WORK TO COMPLETE:
The full data, repeated exactly, is the only answer needed.

(Region pointing data)

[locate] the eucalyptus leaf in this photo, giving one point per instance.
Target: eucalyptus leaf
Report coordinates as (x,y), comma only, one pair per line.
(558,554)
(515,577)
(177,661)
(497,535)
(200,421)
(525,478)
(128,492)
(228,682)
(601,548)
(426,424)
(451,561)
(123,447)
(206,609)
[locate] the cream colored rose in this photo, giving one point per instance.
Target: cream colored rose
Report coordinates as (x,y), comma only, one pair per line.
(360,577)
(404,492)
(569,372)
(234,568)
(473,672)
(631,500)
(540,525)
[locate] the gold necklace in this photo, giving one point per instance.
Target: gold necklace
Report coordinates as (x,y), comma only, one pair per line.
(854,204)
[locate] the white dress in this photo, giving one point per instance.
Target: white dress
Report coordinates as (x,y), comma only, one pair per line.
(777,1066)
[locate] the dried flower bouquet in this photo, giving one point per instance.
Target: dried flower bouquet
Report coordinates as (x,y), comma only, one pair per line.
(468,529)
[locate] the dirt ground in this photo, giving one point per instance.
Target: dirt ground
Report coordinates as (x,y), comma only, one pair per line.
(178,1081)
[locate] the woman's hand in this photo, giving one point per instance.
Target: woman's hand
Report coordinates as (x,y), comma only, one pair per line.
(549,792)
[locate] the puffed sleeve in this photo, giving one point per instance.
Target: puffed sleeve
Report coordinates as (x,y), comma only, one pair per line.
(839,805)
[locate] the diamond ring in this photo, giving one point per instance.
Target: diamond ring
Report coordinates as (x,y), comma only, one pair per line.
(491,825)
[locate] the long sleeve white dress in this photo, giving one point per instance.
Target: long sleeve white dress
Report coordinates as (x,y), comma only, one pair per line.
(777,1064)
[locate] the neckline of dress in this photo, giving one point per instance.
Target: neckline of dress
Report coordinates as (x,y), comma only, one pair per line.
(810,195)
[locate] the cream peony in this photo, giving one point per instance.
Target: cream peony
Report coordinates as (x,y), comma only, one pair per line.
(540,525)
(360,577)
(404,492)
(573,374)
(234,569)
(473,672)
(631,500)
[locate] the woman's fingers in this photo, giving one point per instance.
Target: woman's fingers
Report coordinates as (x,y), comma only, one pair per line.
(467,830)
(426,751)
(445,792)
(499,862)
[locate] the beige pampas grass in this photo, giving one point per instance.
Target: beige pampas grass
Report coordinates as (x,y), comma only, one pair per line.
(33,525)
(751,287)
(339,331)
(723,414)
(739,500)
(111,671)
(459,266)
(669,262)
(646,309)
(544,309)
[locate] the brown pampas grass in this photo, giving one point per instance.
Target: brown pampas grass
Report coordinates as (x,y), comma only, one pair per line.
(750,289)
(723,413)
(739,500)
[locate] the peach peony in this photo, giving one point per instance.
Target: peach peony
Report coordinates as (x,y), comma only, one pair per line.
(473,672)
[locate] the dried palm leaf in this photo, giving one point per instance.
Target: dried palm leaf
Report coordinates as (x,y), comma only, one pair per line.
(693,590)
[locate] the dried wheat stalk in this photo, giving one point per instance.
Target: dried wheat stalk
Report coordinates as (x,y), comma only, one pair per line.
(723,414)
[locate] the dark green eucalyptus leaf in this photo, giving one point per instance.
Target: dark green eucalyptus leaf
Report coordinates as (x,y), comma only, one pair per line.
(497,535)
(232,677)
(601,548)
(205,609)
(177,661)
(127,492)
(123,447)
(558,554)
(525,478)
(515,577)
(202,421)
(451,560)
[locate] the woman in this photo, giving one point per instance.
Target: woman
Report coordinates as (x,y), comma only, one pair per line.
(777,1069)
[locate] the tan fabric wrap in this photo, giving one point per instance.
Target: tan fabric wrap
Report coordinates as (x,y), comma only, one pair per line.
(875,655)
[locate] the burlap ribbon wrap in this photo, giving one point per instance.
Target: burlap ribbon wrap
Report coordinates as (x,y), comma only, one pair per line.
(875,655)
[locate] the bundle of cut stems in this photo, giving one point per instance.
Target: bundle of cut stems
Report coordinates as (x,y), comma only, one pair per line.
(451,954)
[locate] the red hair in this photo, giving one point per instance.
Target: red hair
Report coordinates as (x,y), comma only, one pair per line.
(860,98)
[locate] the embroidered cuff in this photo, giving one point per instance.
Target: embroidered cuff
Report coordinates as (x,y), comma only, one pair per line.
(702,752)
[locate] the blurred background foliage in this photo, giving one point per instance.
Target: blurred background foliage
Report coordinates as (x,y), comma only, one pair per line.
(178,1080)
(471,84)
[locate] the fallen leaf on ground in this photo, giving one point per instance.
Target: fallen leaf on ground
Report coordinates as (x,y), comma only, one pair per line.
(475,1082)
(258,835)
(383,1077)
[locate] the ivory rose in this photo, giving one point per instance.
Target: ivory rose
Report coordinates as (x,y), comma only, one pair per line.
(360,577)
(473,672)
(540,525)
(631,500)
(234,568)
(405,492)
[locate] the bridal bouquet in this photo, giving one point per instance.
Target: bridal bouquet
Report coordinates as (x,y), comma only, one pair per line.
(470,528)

EXERCISE RESPONSE:
[locate] the eucalyptus leaf in this photo, giving one point per instance.
Target: eucalyptus leaf
Report coordinates as (x,y), comma only, one pair per line.
(558,554)
(515,577)
(177,661)
(497,535)
(200,421)
(525,478)
(128,492)
(228,682)
(601,548)
(426,424)
(451,561)
(123,447)
(206,609)
[locate] the cream colored rose in this photo, giving one point per instance.
Target: cream colored rose
Report coordinates as (x,y), comma only, one pair per line.
(360,577)
(404,492)
(569,372)
(234,568)
(473,672)
(631,500)
(540,525)
[locate] the gold necklace in this photo, giving one point per instance.
Target: gold necklace
Report coordinates as (x,y), comma only, one pair per line.
(854,204)
[locate] the white dress in this photo, giving one point per instance.
Target: white dress
Report coordinates as (x,y), comma only, one pair per line.
(777,1066)
[locate] the dried flower bouquet in this photo, giving one point per instance.
Target: dried flower bouquet
Report coordinates as (x,y), comma only, one pair per line.
(468,529)
[locate] the dirt ground in this photo, giving one point per instance.
Target: dirt ground
Report coordinates as (x,y), comma only, one pair per line.
(178,1081)
[locate] the woman's hand in this photo, giving one point per instance.
Target: woman's hand
Report coordinates as (x,y), comma only, one pair per line.
(549,792)
[locate] the puffed sleeve in this photo, giving one point per instance.
Target: puffed sleeve
Report coordinates as (x,y), comma only, one pair per line.
(839,805)
[locate] the diamond ring in this photo, giving one point per instance.
Target: diamond ring
Report coordinates as (x,y), comma only, one pair per line.
(491,825)
[locate] the long sleeve white dress in this photo, giving one point per instance.
Target: long sleeve white dress
Report coordinates as (x,y), comma only, one pair per line.
(777,1064)
[locate] the neckline of dress in this photo, giving one point per instance.
Target: neckline of dress
Report coordinates as (x,y), comma only, one pair per line.
(810,195)
[locate] the cream peony in this photo, giving one point per instance.
Target: cream peony
Report coordinates as (x,y), comma only, one pair per line.
(540,525)
(360,577)
(404,492)
(573,374)
(234,569)
(473,672)
(631,500)
[locate] the woman's fingers in this photo, giving one point per instance.
Target: woman's fingers
Report coordinates as (x,y), comma only, one pair per line.
(467,830)
(426,751)
(445,792)
(499,862)
[locate] the beige pampas grass in this photo, giving one point per instance.
Target: beige pampas grass
Report coordinates as (x,y), comma only, one pair per line.
(33,525)
(751,287)
(339,331)
(723,414)
(739,500)
(111,671)
(459,266)
(669,262)
(646,309)
(544,309)
[locate] the brown pampas grass in this photo, giving one point per instance.
Target: brown pampas grass
Report coordinates as (x,y), comma only, one pair per line.
(750,289)
(723,413)
(739,500)
[locate] the peach peony in this photo, giving one point per instance.
Target: peach peony
Report coordinates as (x,y), comma only, one pair per line.
(473,672)
[locate] the dried palm leaf in this photo, giving one point per instance.
Target: dried palm leaf
Report coordinates as (x,y), comma only, one pair per line.
(693,590)
[locate] the dried wheat stalk in this photo, giving one point per instance.
Target: dried wheat stalk
Report coordinates as (x,y), comma only, one pair per line.
(723,414)
[locate] the dark green eucalyptus leaf in this photo, giving one point per instance.
Target: dark green eucalyptus leaf
Report coordinates as (x,y), comma only, one pair per line.
(497,535)
(232,677)
(601,548)
(205,609)
(177,661)
(127,492)
(123,447)
(558,554)
(525,478)
(515,577)
(202,421)
(451,560)
[locate] the woman in this photo, giving one point per instance.
Target: woman
Report coordinates as (x,y), comma only, one pair per line.
(777,1069)
[locate] the tan fabric wrap in this photo, giving one point per instance.
Target: tan fabric wrap
Report coordinates as (x,y), comma only, one pair per line.
(875,655)
[locate] the burlap ribbon wrap in this photo, giving one point per instance.
Target: burlap ribbon wrap
Report coordinates as (x,y), comma only, one pair per line.
(875,655)
[locate] the bundle of cut stems in this photo, giving one point per instance.
Target: bundle of cut stems
Report coordinates as (x,y), comma only, one pair per line.
(451,954)
[locate] the red hair in this photo, giving one point per instance.
Target: red hair
Report coordinates as (x,y), comma only, one pair per line.
(860,98)
[locate] the embroidered cuff in this photo, giving one point per instance.
Target: embroidered cuff
Report coordinates as (x,y), comma only, one pair per line.
(702,752)
[locate] the blurred background foliage in this photo, giving one point per instance.
Target: blurred background foliage
Report coordinates as (x,y), comma only, one pair per line.
(178,1080)
(471,84)
[locate] the fallen leaf on ground in this photo, giving one point per instance.
Target: fallen leaf on ground
Report coordinates as (x,y), comma only, one pair per line.
(475,1082)
(258,835)
(383,1077)
[locate] the ivory rose in this photo, giving one point per instance.
Target: ivory rose
Report coordinates as (x,y), comma only, one pair per line.
(360,577)
(473,672)
(540,525)
(631,500)
(234,568)
(405,492)
[locate] the bridal bouquet in this photo, giving one point per instance.
Target: bridal bouquet
Report coordinates as (x,y), comma only, one pair per line.
(470,528)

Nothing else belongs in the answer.